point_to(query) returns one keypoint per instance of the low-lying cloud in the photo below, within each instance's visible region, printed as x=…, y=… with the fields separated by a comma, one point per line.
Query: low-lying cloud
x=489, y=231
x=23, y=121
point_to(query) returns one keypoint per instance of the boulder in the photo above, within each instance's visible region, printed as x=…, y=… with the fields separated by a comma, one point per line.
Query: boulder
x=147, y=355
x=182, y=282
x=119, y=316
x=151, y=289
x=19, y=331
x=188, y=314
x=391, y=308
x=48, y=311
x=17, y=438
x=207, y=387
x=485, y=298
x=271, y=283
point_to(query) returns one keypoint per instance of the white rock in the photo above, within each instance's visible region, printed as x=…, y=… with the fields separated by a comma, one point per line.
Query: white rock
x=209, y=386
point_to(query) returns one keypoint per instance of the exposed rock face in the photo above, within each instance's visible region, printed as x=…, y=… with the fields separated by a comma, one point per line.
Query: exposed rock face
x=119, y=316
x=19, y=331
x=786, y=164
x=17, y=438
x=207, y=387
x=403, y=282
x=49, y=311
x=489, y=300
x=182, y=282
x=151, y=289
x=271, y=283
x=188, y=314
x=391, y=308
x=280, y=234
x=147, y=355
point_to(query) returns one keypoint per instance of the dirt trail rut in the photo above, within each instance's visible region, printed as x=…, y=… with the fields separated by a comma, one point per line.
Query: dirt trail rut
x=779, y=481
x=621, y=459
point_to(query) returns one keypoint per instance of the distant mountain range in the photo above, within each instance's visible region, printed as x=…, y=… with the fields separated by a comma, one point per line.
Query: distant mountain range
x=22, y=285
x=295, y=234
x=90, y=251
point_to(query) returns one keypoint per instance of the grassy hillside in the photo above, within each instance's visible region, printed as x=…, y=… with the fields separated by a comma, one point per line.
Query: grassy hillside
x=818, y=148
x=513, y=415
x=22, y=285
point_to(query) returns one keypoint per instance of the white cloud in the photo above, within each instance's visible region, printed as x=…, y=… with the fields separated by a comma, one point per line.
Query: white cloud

§ PROBLEM TO SOLVE
Your task is to repeat the data exactly; please include every line.

§ SOLUTION TO THE EXERCISE
point_to(query) returns one keypoint per instance of the low-lying cloud in the photo below, within each instance's visible region, printed as x=…, y=… with the fields separated by a comma, one point per line.
Query: low-lying cloud
x=489, y=231
x=23, y=121
point_to(query) returns one keypoint per instance of the boulder in the photo above, within each instance's visible region, printed as x=…, y=… with the fields separated by a comma, one point per line.
Query: boulder
x=147, y=355
x=182, y=282
x=119, y=316
x=151, y=289
x=19, y=331
x=188, y=314
x=391, y=308
x=48, y=311
x=17, y=438
x=207, y=387
x=485, y=298
x=271, y=283
point_to(query) returns one keypoint per instance of the white rock in the photo above, within each instance's visible region, printed as x=…, y=… with the fields separated by a comma, one point per line.
Query: white rock
x=209, y=386
point_to(query) returns one keypoint per instance of the exposed rock face in the photo above, within each instance's visible region, printed as x=…, y=… with the fields separated by a comma, one point per line.
Query: exposed rock face
x=119, y=316
x=19, y=331
x=786, y=164
x=17, y=438
x=207, y=387
x=403, y=282
x=49, y=311
x=489, y=300
x=182, y=282
x=151, y=289
x=271, y=283
x=188, y=314
x=391, y=308
x=280, y=234
x=147, y=355
point_to(query) returns one keypoint per instance of the dirt trail rut in the photo above, within each instance's visible region, printed as x=…, y=… with the fields separated by a comma, one point per line.
Query: dirt trail rut
x=779, y=481
x=621, y=459
point_to(query) returns one keypoint per instance of the distant mountain range in the photo above, within each instance's visible region, printed as x=…, y=… with the fields separated by a comma, one point per line.
Query: distant mountain range
x=22, y=285
x=295, y=234
x=90, y=251
point_to(query) returns one keypoint per instance of the grassy hillside in the photo above, within each instance's visible region, printed as x=…, y=… with the fields separated by a comma, one point per line.
Query: grassy hillside
x=818, y=148
x=513, y=415
x=22, y=285
point_to(query) returns one keypoint per instance of the white cloud in the photo above, within each instance's visible region, printed as x=…, y=… with the fields separated by a comma, one point per line.
Query: white cloud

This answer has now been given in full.